» **Exercise details**
Please copy out the lines in the entries that contain "shirt".

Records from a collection

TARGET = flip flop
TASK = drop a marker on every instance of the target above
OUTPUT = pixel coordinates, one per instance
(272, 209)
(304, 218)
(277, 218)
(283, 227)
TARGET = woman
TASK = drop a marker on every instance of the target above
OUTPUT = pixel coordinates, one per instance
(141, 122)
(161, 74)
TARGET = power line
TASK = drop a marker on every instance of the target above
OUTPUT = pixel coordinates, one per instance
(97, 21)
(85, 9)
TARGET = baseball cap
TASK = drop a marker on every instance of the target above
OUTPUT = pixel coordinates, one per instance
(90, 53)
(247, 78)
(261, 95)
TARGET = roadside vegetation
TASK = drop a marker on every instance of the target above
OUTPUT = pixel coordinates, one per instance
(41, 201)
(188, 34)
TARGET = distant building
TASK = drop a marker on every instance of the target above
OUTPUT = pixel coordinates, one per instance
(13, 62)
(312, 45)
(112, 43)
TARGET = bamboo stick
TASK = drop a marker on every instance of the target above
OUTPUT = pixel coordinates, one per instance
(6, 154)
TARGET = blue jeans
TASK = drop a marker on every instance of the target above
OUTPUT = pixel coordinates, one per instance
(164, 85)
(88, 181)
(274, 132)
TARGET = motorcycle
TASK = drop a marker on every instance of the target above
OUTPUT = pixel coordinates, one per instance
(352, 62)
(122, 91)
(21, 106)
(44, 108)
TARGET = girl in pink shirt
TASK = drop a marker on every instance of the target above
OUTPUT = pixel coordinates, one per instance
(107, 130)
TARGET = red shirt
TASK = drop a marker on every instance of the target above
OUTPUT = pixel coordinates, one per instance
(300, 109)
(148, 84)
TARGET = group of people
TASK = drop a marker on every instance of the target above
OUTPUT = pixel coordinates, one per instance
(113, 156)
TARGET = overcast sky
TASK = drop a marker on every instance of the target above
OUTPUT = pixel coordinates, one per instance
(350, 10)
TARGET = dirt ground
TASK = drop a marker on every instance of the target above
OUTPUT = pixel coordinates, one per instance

» **Final answer**
TARGET = girl in pink shirt
TARGET = red shirt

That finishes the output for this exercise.